# Exercise:
Look for the string "person" in the listing below, then copy every line that has it.

# Data shown:
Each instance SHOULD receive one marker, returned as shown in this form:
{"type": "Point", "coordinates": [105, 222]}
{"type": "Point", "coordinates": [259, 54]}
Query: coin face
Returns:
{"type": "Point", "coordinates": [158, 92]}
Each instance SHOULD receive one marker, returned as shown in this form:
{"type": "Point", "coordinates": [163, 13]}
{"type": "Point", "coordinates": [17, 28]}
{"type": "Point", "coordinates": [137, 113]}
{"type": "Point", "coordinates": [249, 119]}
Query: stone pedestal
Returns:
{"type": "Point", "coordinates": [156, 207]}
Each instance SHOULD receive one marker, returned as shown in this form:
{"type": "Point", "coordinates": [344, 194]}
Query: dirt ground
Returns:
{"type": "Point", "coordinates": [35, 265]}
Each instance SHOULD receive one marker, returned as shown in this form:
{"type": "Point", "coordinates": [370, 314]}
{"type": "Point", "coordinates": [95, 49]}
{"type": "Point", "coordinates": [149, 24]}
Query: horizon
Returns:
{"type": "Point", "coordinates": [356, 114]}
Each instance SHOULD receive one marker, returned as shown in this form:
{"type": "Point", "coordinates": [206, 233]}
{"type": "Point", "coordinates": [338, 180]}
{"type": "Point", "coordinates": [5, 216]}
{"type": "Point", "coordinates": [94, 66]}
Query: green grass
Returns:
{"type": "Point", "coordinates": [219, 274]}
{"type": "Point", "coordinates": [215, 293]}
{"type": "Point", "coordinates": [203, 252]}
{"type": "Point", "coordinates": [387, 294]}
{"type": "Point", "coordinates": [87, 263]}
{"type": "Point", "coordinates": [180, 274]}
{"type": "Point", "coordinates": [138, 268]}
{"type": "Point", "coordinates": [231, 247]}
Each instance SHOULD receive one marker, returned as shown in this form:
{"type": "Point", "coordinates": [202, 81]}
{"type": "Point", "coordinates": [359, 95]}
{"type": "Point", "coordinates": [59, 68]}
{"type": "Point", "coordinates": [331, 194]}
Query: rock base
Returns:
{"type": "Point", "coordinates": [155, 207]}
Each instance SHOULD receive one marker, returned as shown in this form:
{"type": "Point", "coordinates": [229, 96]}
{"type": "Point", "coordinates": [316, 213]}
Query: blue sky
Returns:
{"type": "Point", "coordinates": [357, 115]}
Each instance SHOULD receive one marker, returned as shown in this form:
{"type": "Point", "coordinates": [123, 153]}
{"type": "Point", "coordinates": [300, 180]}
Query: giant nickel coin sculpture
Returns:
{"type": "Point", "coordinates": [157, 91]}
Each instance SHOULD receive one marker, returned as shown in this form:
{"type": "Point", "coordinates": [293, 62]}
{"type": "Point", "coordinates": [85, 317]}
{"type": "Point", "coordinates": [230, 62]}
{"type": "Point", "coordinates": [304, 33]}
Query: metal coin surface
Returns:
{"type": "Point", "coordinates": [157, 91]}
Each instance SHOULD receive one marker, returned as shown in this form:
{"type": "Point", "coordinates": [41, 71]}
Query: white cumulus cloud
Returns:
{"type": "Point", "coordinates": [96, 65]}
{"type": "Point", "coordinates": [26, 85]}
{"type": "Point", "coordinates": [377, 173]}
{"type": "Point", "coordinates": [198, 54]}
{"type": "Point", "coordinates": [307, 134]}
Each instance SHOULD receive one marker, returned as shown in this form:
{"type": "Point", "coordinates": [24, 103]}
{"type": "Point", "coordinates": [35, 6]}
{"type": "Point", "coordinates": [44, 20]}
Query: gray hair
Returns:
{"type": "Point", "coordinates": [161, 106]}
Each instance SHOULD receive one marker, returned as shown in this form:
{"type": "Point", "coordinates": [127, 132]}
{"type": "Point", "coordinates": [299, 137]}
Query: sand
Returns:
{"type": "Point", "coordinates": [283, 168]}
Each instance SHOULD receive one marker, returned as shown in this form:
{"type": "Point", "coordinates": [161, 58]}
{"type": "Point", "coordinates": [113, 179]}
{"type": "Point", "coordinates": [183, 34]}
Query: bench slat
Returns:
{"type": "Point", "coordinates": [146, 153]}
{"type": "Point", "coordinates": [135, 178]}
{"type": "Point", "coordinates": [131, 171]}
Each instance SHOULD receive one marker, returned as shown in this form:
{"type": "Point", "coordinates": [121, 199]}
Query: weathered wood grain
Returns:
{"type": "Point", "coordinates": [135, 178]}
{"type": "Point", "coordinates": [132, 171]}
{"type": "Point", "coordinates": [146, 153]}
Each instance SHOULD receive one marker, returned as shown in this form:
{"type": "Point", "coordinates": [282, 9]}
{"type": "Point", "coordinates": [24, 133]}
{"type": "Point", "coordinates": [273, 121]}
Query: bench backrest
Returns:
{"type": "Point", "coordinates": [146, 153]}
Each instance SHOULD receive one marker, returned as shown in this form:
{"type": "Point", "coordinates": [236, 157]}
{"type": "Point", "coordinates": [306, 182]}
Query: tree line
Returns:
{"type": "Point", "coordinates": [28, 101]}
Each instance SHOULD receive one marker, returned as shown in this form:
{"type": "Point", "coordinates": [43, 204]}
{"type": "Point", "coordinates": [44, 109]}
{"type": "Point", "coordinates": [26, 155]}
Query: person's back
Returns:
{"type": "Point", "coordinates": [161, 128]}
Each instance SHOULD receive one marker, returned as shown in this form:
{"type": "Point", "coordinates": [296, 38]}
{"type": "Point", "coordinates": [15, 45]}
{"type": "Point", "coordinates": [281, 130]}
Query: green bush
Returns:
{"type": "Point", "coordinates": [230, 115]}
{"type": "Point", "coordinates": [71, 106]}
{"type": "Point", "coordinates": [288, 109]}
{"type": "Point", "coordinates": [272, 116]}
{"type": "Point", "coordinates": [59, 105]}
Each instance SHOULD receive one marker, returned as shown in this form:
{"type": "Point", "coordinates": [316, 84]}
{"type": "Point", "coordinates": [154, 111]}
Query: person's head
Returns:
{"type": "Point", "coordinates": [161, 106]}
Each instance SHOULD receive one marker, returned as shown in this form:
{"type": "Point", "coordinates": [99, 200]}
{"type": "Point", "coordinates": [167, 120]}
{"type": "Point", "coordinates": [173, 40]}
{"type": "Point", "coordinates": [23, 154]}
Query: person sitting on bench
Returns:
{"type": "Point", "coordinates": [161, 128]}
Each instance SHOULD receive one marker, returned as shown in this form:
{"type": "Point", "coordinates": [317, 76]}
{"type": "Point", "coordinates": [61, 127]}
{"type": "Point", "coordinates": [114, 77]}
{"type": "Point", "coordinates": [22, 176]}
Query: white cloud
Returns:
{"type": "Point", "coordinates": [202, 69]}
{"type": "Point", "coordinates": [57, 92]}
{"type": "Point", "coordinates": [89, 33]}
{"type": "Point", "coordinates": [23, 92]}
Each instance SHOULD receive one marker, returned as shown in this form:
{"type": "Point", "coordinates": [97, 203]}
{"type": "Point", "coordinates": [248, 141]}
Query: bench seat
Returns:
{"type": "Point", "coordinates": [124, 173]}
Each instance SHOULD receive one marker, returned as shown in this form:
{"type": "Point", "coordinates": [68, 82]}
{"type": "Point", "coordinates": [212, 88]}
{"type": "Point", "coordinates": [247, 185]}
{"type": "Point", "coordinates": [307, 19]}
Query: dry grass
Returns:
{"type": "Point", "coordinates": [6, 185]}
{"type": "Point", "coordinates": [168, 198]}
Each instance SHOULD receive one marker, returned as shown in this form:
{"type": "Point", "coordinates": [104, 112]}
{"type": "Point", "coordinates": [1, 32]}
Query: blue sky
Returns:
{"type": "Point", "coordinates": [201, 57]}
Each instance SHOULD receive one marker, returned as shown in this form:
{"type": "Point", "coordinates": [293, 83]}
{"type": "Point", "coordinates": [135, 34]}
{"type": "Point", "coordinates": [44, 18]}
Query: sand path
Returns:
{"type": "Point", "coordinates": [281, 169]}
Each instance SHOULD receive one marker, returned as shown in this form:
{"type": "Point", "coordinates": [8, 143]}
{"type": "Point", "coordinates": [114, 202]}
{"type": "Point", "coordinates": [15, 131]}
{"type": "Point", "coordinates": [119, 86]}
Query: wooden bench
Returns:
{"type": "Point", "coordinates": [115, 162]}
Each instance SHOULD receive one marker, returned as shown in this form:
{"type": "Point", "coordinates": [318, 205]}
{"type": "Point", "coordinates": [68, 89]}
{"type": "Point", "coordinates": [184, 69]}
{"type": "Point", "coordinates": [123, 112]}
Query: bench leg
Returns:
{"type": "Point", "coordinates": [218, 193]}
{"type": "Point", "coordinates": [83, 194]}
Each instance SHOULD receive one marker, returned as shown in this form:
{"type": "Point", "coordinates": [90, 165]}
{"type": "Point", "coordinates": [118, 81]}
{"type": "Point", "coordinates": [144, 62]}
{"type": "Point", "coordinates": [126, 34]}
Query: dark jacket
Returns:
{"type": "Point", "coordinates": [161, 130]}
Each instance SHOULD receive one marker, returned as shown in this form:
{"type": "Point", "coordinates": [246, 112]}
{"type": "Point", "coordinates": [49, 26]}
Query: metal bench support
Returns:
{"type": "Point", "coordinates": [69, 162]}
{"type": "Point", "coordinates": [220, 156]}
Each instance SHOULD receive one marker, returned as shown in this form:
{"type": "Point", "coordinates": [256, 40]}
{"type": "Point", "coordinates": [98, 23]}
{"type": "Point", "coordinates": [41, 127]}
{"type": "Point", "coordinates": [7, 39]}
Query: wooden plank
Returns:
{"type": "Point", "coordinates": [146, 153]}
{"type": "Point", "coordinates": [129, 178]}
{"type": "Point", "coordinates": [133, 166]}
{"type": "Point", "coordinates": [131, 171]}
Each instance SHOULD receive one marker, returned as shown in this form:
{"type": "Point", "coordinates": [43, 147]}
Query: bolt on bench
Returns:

# Task output:
Query: person's back
Query: person's head
Query: person sitting on bench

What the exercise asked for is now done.